# Data listing
(begin)

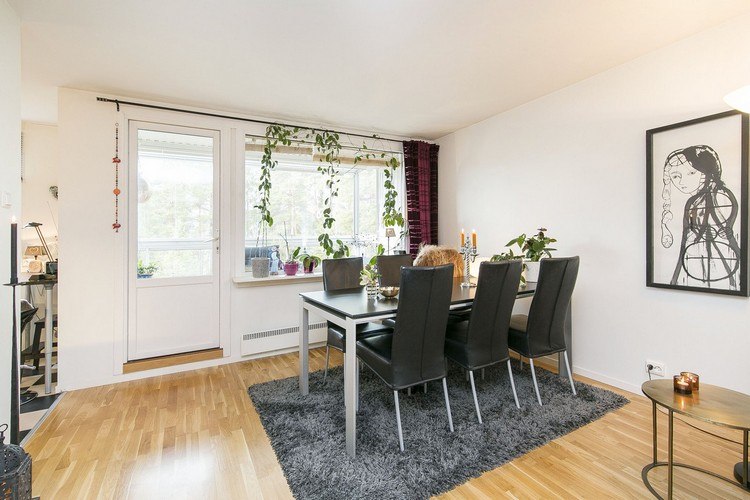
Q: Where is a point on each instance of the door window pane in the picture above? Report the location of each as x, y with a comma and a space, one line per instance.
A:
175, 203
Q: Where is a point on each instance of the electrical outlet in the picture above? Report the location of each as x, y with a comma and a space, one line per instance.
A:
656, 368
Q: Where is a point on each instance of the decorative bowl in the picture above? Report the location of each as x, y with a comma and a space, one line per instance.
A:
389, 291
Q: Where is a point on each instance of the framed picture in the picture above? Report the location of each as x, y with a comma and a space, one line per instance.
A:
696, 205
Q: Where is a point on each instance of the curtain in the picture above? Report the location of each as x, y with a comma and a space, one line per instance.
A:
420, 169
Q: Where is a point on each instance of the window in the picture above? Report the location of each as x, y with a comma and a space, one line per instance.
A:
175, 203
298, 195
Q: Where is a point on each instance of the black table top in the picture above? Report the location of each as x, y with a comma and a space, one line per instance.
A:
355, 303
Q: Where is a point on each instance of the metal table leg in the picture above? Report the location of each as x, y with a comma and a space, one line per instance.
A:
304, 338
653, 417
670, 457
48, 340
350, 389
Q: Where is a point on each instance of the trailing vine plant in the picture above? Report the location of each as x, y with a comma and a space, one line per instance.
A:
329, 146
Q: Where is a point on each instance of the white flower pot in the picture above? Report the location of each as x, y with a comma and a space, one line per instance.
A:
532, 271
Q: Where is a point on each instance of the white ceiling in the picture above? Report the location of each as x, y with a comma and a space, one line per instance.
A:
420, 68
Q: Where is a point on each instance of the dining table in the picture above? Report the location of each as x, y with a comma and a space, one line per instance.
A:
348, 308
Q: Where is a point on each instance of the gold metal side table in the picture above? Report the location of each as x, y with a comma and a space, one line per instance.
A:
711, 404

(end)
(begin)

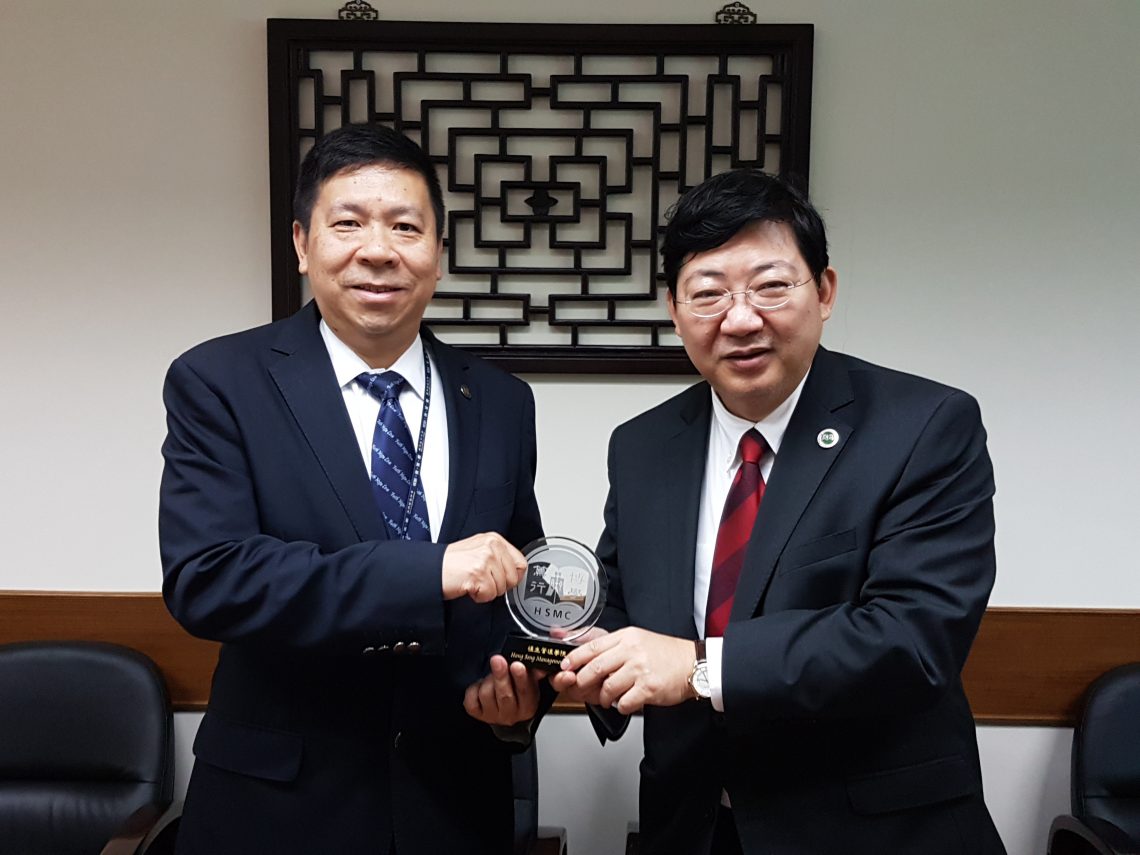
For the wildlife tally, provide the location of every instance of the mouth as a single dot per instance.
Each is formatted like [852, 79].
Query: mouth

(end)

Put the lines from the one containing "For the wildlife" through the one containing "Query: mouth" into a Markdown table with the columns No. and Line, numbering each line and leaving out any blank lines.

| No. | Line |
|---|---|
| 1 | For the wildlife tally, provide the location of every instance of the mouth as a single dot per instance. |
| 2 | Each is formatted like [852, 79]. |
| 3 | Query: mouth |